━━ Extrait du document

1. Les faits.
Un salarié était accusé de vol par l’un de ses collègues de travail.
Afin de prouver sa bonne foi, ce salarié a permis à ce collègue de travail de fouiller son casier.
Puis, ce collègue de travail a tenté de le fouiller à corps avec l’aide d’un ami.
Pour cela, les deux individus lui ont enlevé ses chaussures, son pantalon et ses sous-vêtements.
Le salarié a dans un premier temps préféré les laisser faire afin de ne pas envenimer la situation.
Or, dès le lendemain, ce collègue de travail l’a agressé physiquement avec l’aide d’une tierce personne.
Le salarié s’est donc défendu pour mettre un terme à cette agression.
Le collègue de travail n’a pas été blessé gravement si ce n’est un hématome au visage.
Résultat : le salarié agressé a été licencié pour faits de violence “de nature à désorganiser la bonne marche de l’entreprise”…
Aucune sanction n’a été prise à l’encontre de l’agresseur.
Le salarié a saisi le conseil des prud’hommes afin de contester son licenciement.
Par jugement du 20 mai 2015, le conseil des prud’hommes de Strasbourg a débouté le salarié de sa demande au motif que le salarié était expert en arts martiaux et qu’il aurait dû être capable de se maîtriser.
Le conseil de prud’hommes applique donc faussement les règles relatives à la légitime défense et oublie totalement les règles relatives au droit du travail.
Il faut le faire…
L’occasion est donc donnée de se pencher sur cette affaire pour remettre les choses à leur place.
Il conviendra de rappeler les règles essentielles à la légitime défense et de s’autoriser quelques commentaires sur l’état actuel du droit en la matière…
Puis nous nous replacerons dans le strict cadre des règles du droit du travail pour constater que le jugement rendu par le conseil des prud’hommes est on ne peut plus critiquable.
Enfin, nous analyserons la décision finalement rendue en faveur du salarié par la Cour d’appel de Colmar.
2. Légitime défense et licenciement ou le droit de se défendre rapporté au cas d’espèce.
2a ) Quelques explications rapides sur la légitime défense.
La légitime défense concerne celui ou celle qui se défend face à une agression.
Les conditions suivantes doivent être réunies :
- la personne qui se défend doit faire face à une attaque injustifiée à son encontre ;
- l’acte de défense doit être nécessaire : l’agressé ne pouvait pas faire autrement que de se défendre ;
- les moyens employés par l’agressé doivent être proportionnés à l’attaque.
(On ne peut ainsi sortir une arme à feu pour répliquer à une gifle).
- enfin, l’acte de défense doit être contemporain, c’est-à-dire être opposé au moment de l’agression et pas plus tard.
Dans le cas contraire, on parlera non plus dans un acte de défense, mais dans un acte de vengeance.
Bon nombre de personnes amenées à se défendre n’arrivent pas à rapporter l’exigence de proportionnalité requise par la loi.
Il y a là un véritable parti pris de la loi en faveur des agresseurs et en défaveur des victimes.
Comment peut-on s’attacher à cette exigence de proportionnalité lorsque l’on sait la réaction psychologique instinctive qu’une agression entraîne chez sa victime ?

━━━━

■ **Consignes**
(a) Relevez toutes les conditions de la légitime défense énumérées dans le texte sur la légitime défense et le licenciement.
(b) Poursuivez le texte sur la légitime défense et le licenciement à partir de sa dernière phrase.
La liste n'est pas utile ici.

━━ Extrait de données

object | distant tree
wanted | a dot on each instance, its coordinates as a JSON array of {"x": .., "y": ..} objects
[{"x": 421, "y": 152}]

━━━━

■ **Réponses**
(a)
- La personne qui se défend doit faire face à une attaque injustifiée à son encontre.
- L'acte de défense doit être nécessaire : l'agressé ne pouvait pas faire autrement que de se défendre.
- Les moyens employés par l'agressé doivent être proportionnés à l'attaque.
- L'acte de défense doit être contemporain, c'est-à-dire opposé au moment de l'agression et pas plus tard.

(b)
Peut-on sérieusement penser que la victime d’une agression va raisonner en termes de proportionnalité pour se défendre ?
Lorsqu’une personne est agressée, elle ne pense qu’à une chose : mettre un terme à l’agression.
Une agression entraîne un choc psychologique :
la victime est d’abord surprise ;
une fraction de seconde plus tard elle est paniquée.
On ne peut donc pas exiger qu’une victime d’agression sorte sa règle et son compas pour calculer si oui ou non son geste de défense est proportionné à l’attaque.
Une victime d’agressions ne raisonne pas comme cela.
Une victime d’agression tente simplement de s’en sortir.
Une victime d’agression n’a rien demandé : elle est victime !!!
La victime d’une agression devrait bénéficier d’une présomption, en toutes circonstances, de proportionnalité.
Cela devrait être à l’agresseur de prendre tous les risques :
les risques juridiques devant un tribunal ;
les risques factuels pour le cas où il tomberait sur une victime capable de se défendre.
Il faut le reconnaître : nous vivons dans une société de plus en plus violente où les agressions sont de plus en plus nombreuses.
L’exigence de proportionnalité est particulièrement mal placée.
Elle assure en tout cas de beaux jours aux agresseurs !
2b) La légitime défense sur le lieu de travail : notre cas d’espèce.
Dans notre cas d’espèce, en frappant son agresseur au visage mais sans le blesser sérieusement, les conditions de la légitime défense étaient réunies puisque ce salarié avait fait face à une agression.
D’ailleurs, l’agresseur en question n’a pas porté plainte.
De la même façon, il n’a pas fait constater ses blessures par un médecin afin de se voir prescrire une interruption de travail.
Ce salarié a donc eu raison de se défendre !
Cela n’a pas empêché pas le conseil des prud’hommes de débouté ce salarié de toutes ses demandes au motif qu’il était expert en arts martiaux.
On constate ici que les conseillers prud’homaux n’avaient que très peu de connaissances sur les arts martiaux.
Le salarié en question était ceinture noire deuxième dan en karaté et en aïkido.
À ce niveau de compétence, un pratiquant d’arts martiaux peut faire ce qu’il veut avec son agresseur : il peut le repousser, le blesser sans gravité, le blesser très sérieusement et même le tuer.
Le pratiquant d’arts martiaux sait exactement comment calibrer sa riposte pour obtenir le résultat voulu et pour mettre un terme à l’agression dont il fait l’objet.
En l’espèce, l’agresseur a simplement eu un hématome au visage.
Ce salarié a donc très justement “calibré” sa riposte pour mettre un terme à l’agression dont il était victime en évitant de blesser son agresseur plus qu’il ne fallait.
Il fallait en effet une réelle maîtrise de sa part, après avoir été injustement accusé de vol et d’avoir fait l’objet d’une fouille au corps de la part de cet individu.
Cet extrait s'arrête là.